#### [Challenge]
In the book review that follows, at which university does the author of "The Marne, 1914" teach history?

#### [Selected excerpt]
□ □ □ □ □ □ □
• The battle that changed the world
    April 25,2012
     
    “The Marne, 1914,” by Holger H. Herwig, is an account of the opening weeks of World War I that bears the subtitle “The Battle that Changed the World.”

    That sounds like a pretty strong claim, but the author does a pretty good job of showing why he made such a claim. A professor of history at the University of Calgary, he had already written a history of that entire war, and this volume goes into great detail about the opening. Whereas an account of four years of fighting must of necessity restrict descriptions of some actions, this volume is replete with details of how individual units reacted. Be prepared for accounts of named (and numbered) companies as well as regiments and armies.
□ □ □ □ □ □ □
#### [Dataset excerpts]
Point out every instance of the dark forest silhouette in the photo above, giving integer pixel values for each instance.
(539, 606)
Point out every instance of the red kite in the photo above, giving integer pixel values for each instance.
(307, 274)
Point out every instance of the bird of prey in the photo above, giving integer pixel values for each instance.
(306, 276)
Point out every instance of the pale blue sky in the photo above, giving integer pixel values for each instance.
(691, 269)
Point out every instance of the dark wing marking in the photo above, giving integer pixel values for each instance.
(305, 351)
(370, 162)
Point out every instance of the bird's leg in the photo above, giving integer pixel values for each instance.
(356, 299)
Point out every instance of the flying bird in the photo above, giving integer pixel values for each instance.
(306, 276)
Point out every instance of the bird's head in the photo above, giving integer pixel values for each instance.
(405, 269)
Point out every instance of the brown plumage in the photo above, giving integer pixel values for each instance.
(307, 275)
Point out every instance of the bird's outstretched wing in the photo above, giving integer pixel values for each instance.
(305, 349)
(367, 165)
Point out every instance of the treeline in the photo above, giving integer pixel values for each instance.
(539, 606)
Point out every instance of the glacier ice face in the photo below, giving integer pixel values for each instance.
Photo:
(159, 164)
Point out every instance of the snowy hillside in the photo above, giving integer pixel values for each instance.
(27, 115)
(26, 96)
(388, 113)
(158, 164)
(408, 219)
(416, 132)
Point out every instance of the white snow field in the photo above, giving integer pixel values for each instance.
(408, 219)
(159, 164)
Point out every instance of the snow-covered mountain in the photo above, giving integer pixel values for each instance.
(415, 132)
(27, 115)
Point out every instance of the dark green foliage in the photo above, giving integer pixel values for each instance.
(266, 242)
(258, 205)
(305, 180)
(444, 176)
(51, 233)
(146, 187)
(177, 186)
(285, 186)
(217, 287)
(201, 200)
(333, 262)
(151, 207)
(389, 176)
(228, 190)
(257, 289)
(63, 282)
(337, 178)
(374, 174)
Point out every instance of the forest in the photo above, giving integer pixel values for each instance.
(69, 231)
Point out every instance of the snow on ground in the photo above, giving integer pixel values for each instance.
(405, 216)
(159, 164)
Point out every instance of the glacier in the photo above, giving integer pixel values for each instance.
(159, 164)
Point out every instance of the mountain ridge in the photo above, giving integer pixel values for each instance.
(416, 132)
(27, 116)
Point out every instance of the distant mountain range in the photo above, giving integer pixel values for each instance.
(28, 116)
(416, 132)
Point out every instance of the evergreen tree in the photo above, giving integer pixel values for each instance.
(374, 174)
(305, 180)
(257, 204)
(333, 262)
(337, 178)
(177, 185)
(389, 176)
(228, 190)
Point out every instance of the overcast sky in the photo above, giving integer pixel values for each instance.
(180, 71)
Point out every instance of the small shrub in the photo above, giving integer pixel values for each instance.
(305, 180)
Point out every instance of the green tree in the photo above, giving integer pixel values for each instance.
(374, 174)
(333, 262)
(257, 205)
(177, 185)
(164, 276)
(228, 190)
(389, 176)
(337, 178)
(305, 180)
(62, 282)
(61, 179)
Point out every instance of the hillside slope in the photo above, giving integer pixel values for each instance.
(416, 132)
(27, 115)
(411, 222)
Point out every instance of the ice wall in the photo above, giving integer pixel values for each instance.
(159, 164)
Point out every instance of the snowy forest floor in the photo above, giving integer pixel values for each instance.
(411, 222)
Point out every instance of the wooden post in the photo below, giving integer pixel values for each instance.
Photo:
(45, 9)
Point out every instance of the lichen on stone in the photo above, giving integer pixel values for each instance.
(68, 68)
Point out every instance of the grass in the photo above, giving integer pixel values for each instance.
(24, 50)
□ □ □ □ □ □ □
#### [Result for this exercise]
The University of Calgary.